(Task statement): Each line must appear in the answer exactly as it does in the data.

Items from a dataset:
***

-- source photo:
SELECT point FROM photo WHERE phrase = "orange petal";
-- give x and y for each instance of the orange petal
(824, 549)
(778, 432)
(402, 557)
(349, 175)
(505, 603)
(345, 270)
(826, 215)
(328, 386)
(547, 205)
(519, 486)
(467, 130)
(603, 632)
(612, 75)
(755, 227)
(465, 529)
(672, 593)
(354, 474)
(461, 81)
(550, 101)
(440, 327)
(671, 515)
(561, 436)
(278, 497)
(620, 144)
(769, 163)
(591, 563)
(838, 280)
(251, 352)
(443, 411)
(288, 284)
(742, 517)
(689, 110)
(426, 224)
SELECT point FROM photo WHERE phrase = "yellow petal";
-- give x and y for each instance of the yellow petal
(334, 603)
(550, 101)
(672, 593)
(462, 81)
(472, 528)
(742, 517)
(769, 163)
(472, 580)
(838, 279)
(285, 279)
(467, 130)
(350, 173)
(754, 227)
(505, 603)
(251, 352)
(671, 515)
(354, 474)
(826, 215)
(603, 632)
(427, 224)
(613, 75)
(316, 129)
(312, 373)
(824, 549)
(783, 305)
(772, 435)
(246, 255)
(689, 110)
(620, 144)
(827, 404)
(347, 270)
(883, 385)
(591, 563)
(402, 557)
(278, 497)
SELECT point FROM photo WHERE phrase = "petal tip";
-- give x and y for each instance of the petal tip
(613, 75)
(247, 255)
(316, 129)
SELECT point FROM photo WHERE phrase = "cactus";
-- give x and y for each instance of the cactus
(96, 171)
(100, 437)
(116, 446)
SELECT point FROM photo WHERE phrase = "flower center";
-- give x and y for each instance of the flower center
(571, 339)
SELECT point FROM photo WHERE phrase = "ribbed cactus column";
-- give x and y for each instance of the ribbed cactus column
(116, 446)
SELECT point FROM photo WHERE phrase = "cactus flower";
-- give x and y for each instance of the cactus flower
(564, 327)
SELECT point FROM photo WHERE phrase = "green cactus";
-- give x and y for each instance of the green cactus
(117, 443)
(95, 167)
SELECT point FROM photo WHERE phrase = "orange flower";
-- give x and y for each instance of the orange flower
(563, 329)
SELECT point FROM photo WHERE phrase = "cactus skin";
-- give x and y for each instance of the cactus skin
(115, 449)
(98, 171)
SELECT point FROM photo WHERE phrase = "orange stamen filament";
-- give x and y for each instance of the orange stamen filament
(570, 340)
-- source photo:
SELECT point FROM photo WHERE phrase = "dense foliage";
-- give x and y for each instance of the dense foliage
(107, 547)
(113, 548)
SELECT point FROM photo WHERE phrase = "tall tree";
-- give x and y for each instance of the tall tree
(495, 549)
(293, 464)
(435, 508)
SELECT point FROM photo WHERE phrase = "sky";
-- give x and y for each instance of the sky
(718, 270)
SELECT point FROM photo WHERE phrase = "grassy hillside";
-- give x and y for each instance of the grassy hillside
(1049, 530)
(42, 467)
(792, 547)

***

(Response area):
-- source photo:
SELECT point FROM photo WHERE phrase = "orange petal";
-- give x and y for each instance of the orange petal
(824, 549)
(778, 432)
(402, 557)
(349, 175)
(505, 603)
(345, 270)
(826, 215)
(328, 386)
(547, 205)
(519, 486)
(467, 130)
(603, 632)
(612, 75)
(755, 227)
(465, 529)
(672, 593)
(354, 474)
(461, 81)
(550, 101)
(440, 327)
(671, 515)
(561, 436)
(278, 497)
(620, 144)
(769, 163)
(591, 563)
(838, 280)
(251, 352)
(443, 411)
(288, 284)
(742, 517)
(689, 110)
(426, 224)
SELECT point FROM photo WHERE phrase = "yellow petal";
-- give x and y for each instance of the yellow petal
(334, 603)
(550, 101)
(672, 593)
(462, 81)
(472, 528)
(742, 517)
(769, 163)
(472, 580)
(838, 279)
(285, 279)
(467, 130)
(350, 173)
(754, 227)
(505, 603)
(251, 352)
(671, 515)
(354, 474)
(826, 215)
(603, 632)
(427, 224)
(613, 75)
(316, 129)
(312, 373)
(824, 549)
(783, 305)
(772, 435)
(246, 255)
(689, 110)
(620, 144)
(827, 404)
(347, 270)
(883, 385)
(591, 563)
(402, 557)
(278, 497)
SELECT point FROM photo WHERE phrase = "petal tip";
-- give x and y for each instance of the petal tip
(613, 75)
(247, 255)
(316, 129)
SELECT point FROM photo WHERE phrase = "cactus";
-- give x and y for each instance of the cactus
(96, 171)
(100, 437)
(116, 446)
SELECT point FROM photo WHERE phrase = "flower center";
-- give x and y for each instance of the flower center
(571, 339)
SELECT point FROM photo WHERE phrase = "ribbed cactus column";
-- give x and y for each instance of the ribbed cactus column
(116, 446)
SELECT point FROM photo WHERE phrase = "cactus flower";
-- give x and y for each instance of the cactus flower
(564, 327)
SELECT point FROM photo WHERE phrase = "green cactus";
-- give x and y for each instance of the green cactus
(117, 443)
(95, 167)
SELECT point FROM photo WHERE phrase = "orange flower";
-- give x and y for each instance of the orange flower
(563, 329)
SELECT point FROM photo WHERE phrase = "cactus skin";
-- give x and y for each instance of the cactus skin
(115, 449)
(98, 171)
SELECT point FROM photo WHERE phrase = "orange stamen filament";
-- give x and y for each instance of the orange stamen filament
(570, 340)
-- source photo:
SELECT point FROM photo WHERE phrase = "dense foliage";
-- give x and y for each instance of the dense foliage
(107, 547)
(113, 548)
SELECT point FROM photo WHERE phrase = "tall tree";
-- give x and y for each instance of the tall tree
(495, 549)
(293, 464)
(435, 508)
SELECT point FROM photo WHERE phrase = "sky";
-- give x and y for each instance of the sky
(718, 270)
SELECT point FROM photo WHERE phrase = "grassy hillside";
-- give x and y for each instance of the grassy hillside
(1049, 530)
(42, 467)
(792, 547)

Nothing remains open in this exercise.